DESCRIPTION OF THE TASK: Pick out and copy every line in the entries below that contains the word "gray".

*** DATA LINES ***

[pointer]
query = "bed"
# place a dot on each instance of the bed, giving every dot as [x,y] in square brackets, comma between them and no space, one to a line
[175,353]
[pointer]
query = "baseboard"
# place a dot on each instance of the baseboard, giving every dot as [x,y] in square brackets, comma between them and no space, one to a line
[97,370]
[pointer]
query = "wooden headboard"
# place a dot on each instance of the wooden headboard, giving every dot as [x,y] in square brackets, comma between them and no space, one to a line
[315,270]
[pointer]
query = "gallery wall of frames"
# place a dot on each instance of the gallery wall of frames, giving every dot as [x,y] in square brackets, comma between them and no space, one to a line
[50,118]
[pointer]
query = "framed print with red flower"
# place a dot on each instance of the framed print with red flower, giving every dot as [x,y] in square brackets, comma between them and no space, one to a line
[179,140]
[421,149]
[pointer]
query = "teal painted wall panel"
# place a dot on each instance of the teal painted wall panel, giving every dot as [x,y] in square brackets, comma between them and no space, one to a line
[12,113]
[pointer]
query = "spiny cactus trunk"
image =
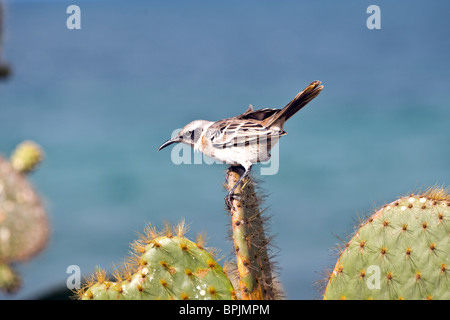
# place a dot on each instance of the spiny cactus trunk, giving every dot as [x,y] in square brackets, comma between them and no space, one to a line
[250,242]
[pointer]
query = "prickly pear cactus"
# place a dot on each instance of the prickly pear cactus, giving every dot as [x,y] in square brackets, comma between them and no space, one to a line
[164,267]
[257,279]
[23,220]
[401,252]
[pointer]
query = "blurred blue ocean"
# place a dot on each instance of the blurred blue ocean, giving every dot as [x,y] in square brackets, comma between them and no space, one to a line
[101,100]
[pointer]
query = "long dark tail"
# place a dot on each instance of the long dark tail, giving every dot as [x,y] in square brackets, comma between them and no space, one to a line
[300,100]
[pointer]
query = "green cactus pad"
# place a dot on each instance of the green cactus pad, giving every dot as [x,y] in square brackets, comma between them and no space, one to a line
[24,227]
[401,252]
[9,279]
[165,268]
[27,156]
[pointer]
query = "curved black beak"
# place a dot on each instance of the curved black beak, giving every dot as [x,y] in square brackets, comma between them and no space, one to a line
[169,142]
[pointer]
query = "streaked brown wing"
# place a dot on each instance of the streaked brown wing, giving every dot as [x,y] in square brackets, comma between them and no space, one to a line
[233,132]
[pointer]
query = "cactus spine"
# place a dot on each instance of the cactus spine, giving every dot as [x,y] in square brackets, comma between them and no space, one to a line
[4,68]
[254,267]
[401,252]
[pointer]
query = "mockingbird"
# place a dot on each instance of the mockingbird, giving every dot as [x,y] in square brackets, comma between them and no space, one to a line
[245,139]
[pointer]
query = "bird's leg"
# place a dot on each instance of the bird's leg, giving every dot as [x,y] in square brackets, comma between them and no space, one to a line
[230,194]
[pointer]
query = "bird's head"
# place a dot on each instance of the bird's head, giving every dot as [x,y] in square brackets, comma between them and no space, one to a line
[190,134]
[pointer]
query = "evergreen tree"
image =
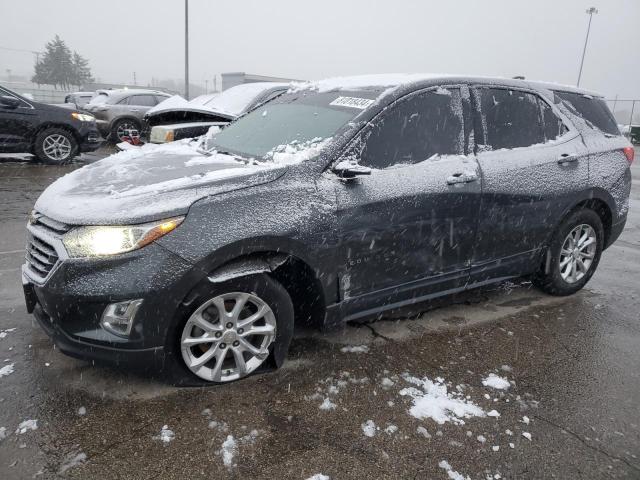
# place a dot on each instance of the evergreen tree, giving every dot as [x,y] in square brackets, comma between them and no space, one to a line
[59,67]
[81,70]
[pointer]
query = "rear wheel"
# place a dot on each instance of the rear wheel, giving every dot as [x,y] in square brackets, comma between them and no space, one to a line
[573,255]
[235,329]
[55,146]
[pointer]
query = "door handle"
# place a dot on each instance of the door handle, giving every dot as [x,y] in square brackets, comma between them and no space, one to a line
[462,177]
[567,157]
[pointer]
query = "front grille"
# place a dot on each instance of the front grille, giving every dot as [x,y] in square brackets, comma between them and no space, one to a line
[41,254]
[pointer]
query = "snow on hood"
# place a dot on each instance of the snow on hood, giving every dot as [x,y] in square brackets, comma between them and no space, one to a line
[158,181]
[231,103]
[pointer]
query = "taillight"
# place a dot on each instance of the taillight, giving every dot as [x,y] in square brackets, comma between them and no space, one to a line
[629,152]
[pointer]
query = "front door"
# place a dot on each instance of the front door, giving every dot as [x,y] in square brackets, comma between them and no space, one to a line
[16,125]
[407,230]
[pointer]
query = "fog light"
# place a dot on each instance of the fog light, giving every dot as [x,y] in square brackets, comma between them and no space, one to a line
[118,318]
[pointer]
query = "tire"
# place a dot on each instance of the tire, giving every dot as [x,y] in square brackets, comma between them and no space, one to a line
[55,146]
[122,124]
[260,290]
[557,275]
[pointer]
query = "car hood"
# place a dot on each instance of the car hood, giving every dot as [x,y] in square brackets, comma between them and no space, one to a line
[179,104]
[148,183]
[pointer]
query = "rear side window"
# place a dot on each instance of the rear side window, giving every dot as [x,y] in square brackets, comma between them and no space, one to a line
[594,110]
[553,125]
[415,129]
[510,118]
[143,100]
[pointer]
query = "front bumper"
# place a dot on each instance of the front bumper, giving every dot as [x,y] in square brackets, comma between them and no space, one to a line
[70,302]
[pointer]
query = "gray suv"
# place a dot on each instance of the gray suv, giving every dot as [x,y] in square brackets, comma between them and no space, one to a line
[117,111]
[337,201]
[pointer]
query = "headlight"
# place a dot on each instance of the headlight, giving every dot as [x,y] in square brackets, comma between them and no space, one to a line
[83,117]
[97,241]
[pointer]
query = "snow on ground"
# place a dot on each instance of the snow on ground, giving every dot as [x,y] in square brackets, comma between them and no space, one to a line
[166,435]
[327,405]
[452,474]
[432,400]
[6,370]
[3,333]
[27,425]
[369,428]
[228,451]
[355,349]
[494,381]
[72,460]
[387,383]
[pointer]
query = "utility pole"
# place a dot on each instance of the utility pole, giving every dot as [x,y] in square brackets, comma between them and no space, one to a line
[590,11]
[186,49]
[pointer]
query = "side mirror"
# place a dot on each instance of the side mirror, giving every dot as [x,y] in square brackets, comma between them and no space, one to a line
[347,169]
[9,102]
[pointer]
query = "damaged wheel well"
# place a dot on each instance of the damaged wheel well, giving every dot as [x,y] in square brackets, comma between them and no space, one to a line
[295,275]
[603,211]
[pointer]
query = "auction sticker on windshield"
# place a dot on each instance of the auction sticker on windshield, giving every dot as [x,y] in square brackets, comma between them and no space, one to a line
[352,102]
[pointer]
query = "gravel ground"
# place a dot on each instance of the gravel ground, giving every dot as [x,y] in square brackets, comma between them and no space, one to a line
[572,366]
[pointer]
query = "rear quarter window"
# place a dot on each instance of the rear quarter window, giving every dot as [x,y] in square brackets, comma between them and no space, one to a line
[593,109]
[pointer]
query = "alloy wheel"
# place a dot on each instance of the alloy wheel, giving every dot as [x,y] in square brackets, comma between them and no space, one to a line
[57,147]
[577,253]
[228,337]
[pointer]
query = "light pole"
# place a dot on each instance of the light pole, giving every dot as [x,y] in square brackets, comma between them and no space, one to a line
[186,49]
[590,11]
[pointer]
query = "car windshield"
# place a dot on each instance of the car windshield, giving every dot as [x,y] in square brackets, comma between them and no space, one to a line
[99,99]
[291,119]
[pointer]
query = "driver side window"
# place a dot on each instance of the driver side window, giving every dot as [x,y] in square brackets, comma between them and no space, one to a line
[416,128]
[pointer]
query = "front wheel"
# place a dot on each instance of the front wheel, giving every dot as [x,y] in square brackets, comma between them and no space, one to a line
[55,146]
[234,329]
[573,255]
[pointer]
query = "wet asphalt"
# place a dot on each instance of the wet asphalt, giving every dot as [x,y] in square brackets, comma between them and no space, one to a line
[573,364]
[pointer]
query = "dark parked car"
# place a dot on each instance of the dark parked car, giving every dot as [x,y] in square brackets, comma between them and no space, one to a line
[53,134]
[120,111]
[176,118]
[338,200]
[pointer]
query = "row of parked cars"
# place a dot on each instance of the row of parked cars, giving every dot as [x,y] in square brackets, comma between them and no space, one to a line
[57,133]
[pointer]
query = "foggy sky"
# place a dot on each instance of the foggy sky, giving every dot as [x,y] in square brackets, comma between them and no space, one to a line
[539,39]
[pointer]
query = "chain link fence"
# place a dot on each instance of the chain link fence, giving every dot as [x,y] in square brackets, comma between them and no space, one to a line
[627,114]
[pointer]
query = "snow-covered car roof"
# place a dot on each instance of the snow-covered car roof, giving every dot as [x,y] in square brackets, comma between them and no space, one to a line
[101,96]
[396,80]
[231,103]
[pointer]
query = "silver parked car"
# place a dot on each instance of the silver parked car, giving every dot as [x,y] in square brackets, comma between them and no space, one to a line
[118,111]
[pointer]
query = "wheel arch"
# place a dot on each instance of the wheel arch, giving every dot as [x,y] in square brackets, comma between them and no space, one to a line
[49,124]
[310,287]
[601,202]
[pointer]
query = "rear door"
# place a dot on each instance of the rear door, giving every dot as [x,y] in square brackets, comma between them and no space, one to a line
[534,165]
[407,230]
[16,125]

***

SOLUTION TO THE EXERCISE:
query = "gray suv"
# place a dot on each instance of the gray suv, giving every dot as [x,y] in square brackets, comma between them and no space, one to a line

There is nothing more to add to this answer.